**YOUR GOAL:** Switch "keypoint" to "marker" in the data from its start through the line with "[(337, 118)]", keeping everything else unchanged. Leave the pictures out of your answer.

— Start of STORED RECORDS —

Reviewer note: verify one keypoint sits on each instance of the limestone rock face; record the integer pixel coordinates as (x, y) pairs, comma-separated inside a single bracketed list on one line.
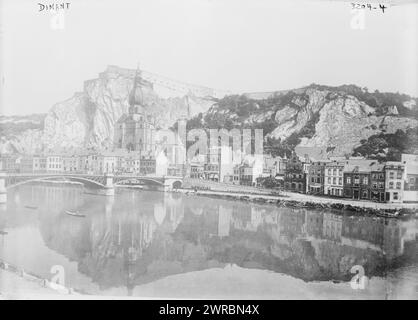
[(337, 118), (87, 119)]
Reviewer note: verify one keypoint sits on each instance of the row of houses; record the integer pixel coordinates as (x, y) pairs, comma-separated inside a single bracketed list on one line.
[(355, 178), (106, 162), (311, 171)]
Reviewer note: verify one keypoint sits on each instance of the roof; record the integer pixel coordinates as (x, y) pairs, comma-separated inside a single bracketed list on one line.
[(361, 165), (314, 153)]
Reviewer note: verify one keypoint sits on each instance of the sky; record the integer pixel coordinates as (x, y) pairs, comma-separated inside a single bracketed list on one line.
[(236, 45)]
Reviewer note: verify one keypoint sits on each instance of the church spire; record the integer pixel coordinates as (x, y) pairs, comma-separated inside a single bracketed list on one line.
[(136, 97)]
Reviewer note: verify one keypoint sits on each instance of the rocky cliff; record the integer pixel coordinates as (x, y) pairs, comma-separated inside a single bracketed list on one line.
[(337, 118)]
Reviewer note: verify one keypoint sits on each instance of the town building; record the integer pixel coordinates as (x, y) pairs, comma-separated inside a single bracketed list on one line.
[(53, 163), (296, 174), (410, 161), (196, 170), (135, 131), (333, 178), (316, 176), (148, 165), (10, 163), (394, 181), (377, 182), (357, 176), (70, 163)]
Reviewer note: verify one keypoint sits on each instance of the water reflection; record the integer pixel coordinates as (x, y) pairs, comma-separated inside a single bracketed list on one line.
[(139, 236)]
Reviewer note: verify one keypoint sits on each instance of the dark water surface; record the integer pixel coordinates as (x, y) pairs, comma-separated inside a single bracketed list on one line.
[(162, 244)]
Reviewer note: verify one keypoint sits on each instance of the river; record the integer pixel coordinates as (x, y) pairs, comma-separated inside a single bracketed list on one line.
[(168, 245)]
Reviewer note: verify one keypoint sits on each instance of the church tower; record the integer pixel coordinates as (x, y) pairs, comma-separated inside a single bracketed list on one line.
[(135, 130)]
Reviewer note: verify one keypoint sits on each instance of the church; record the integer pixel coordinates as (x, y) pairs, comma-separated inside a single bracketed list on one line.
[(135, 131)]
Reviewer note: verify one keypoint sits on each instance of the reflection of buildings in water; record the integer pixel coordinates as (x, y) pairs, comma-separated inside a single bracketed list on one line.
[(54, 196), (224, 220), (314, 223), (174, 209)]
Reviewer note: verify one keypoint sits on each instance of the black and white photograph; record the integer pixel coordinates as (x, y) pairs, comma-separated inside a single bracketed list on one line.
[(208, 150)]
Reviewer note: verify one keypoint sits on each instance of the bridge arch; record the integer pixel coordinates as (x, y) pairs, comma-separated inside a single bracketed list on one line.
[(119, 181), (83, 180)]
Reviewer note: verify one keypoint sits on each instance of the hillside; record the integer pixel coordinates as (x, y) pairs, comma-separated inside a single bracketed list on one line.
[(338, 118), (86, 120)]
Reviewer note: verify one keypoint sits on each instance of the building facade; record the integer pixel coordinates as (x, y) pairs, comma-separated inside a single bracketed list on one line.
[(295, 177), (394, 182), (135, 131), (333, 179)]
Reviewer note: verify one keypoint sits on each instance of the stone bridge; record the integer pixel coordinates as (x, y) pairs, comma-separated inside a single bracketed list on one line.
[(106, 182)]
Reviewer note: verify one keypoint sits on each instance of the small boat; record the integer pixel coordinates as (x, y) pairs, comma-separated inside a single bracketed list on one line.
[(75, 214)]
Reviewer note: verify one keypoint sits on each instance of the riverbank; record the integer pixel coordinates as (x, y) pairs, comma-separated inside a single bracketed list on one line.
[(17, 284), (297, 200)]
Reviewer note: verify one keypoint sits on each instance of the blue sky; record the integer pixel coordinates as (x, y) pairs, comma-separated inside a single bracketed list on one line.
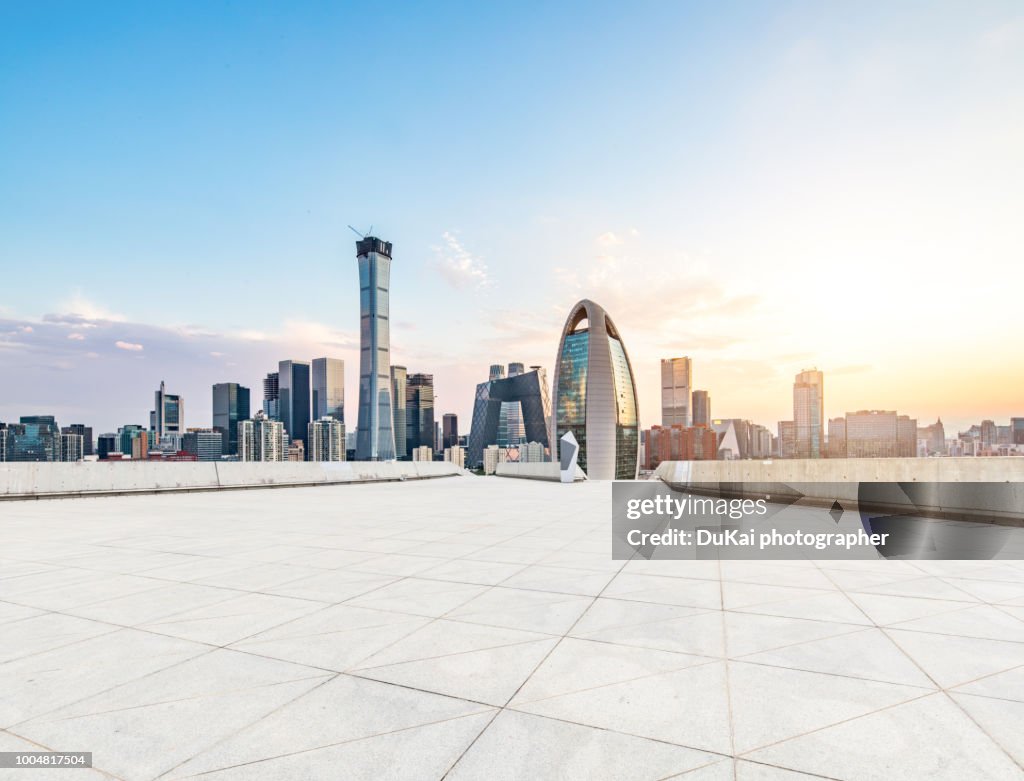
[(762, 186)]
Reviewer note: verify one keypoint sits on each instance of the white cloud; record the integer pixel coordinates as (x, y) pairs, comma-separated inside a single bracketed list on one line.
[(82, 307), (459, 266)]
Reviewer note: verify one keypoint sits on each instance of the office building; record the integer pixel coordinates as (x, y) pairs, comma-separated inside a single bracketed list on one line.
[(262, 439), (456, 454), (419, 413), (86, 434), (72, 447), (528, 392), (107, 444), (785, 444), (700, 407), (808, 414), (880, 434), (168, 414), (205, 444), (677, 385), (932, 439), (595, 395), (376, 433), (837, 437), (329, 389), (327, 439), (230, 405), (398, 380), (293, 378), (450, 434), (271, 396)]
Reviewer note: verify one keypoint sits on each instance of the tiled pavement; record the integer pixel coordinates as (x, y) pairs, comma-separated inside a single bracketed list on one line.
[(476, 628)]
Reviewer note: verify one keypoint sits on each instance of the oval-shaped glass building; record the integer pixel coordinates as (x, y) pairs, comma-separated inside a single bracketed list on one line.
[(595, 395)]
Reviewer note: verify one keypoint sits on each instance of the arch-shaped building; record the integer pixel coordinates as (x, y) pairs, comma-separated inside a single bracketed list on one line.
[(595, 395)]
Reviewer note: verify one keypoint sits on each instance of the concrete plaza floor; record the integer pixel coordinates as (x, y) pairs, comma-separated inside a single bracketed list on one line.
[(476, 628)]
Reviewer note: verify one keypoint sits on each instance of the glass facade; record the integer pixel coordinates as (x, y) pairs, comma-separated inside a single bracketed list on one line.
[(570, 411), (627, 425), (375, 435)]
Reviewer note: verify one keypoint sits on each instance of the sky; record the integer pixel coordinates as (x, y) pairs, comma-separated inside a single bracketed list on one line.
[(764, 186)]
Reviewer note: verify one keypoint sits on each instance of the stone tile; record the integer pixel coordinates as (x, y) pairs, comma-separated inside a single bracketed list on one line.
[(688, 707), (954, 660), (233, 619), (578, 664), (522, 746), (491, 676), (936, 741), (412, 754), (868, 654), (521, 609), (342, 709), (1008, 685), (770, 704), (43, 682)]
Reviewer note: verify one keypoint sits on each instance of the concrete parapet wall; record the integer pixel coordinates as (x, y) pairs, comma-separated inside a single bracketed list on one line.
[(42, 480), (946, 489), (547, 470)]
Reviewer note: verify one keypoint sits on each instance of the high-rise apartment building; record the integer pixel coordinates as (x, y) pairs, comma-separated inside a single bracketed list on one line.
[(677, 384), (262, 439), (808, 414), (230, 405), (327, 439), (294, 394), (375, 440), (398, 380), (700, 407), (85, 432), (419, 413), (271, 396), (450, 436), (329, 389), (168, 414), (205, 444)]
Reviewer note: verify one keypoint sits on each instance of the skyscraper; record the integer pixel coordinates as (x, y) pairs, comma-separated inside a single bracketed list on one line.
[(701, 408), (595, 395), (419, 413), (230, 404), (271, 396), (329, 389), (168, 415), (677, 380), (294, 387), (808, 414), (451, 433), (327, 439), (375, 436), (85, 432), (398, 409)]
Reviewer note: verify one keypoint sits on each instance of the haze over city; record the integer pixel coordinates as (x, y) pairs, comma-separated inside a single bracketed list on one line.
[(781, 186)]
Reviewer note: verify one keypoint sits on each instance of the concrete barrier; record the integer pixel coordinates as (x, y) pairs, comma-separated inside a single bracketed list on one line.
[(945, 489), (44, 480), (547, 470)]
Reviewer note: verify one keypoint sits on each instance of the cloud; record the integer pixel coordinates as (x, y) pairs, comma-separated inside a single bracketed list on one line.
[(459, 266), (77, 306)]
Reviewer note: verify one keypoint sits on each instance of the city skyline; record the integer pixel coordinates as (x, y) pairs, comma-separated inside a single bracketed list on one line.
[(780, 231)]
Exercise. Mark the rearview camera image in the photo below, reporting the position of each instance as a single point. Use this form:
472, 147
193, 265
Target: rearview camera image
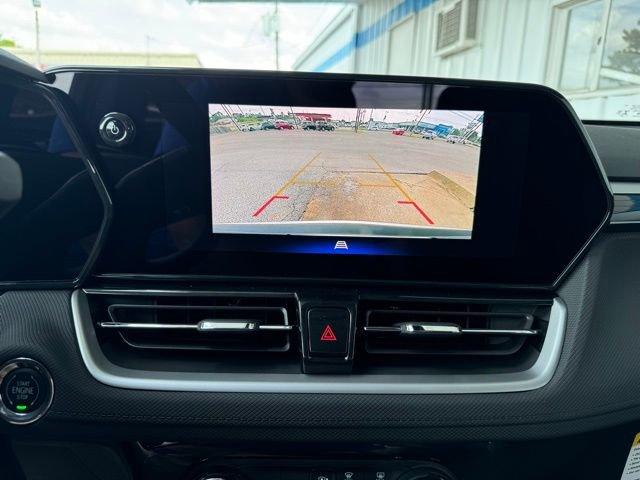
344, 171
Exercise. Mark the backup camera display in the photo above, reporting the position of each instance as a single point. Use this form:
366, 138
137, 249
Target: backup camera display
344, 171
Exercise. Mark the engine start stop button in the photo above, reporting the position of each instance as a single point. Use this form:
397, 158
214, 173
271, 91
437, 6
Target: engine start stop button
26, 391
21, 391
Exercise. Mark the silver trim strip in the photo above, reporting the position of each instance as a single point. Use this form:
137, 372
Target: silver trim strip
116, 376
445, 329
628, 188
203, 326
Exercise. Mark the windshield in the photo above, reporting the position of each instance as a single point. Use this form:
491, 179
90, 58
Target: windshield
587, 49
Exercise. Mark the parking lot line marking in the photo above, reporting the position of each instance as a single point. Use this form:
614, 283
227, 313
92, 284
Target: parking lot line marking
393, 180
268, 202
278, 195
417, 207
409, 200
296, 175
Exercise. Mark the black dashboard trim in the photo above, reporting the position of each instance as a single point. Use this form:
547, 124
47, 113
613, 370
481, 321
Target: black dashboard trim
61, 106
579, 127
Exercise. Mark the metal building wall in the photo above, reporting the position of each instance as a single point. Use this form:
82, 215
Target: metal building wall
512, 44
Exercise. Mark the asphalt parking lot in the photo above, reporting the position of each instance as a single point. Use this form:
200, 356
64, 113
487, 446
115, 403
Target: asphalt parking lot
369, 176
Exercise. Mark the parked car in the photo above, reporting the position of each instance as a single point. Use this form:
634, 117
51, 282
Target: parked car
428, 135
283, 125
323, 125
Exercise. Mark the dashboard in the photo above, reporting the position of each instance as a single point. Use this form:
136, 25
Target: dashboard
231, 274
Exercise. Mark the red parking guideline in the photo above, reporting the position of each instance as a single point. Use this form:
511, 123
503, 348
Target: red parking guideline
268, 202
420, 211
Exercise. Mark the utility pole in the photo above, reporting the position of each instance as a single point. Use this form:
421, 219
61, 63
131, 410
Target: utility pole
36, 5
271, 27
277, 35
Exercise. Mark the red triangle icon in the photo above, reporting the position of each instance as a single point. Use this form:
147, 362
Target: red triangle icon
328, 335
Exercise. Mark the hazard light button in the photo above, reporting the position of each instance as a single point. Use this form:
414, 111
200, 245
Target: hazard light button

— End of STORED RECORDS —

**SOLUTION FOR THIS PROBLEM:**
Reviewer note: verify one marker sits on each instance of the limestone rock face; record the integer pixel coordinates as (x, y) pairs, comma-separated inside a single bracketed list on one line.
[(337, 118), (87, 119)]
Reviewer note: verify one marker sits on each instance of the row of houses; record the integer pixel coordinates as (x, y) pairs, comma-separated inside a single bracketed list on one line.
[(355, 178), (106, 162), (311, 171)]
Reviewer note: verify one marker sits on each instance of the roof; record the integer pixel coordinates as (x, y) pairs, comma-separated inside a single bracketed list on one line.
[(361, 165), (314, 153)]
Reviewer note: verify one marker sits on each instance of the sky; record the integer pixel coordinates as (x, y) pairs, comma-separated inside a single bracketed list on one line.
[(236, 45)]
Reviewer note: verify one marker sits on each instance of the church spire; record the integer pixel coordinates as (x, y) pairs, comma-separated inside a single bracketed list on one line.
[(136, 97)]
Reviewer note: verify one marker sits on each instance of the rocky cliff; record the integer pixel coordinates as (x, y) pairs, comma-separated inside a single bracketed list on one line.
[(337, 118)]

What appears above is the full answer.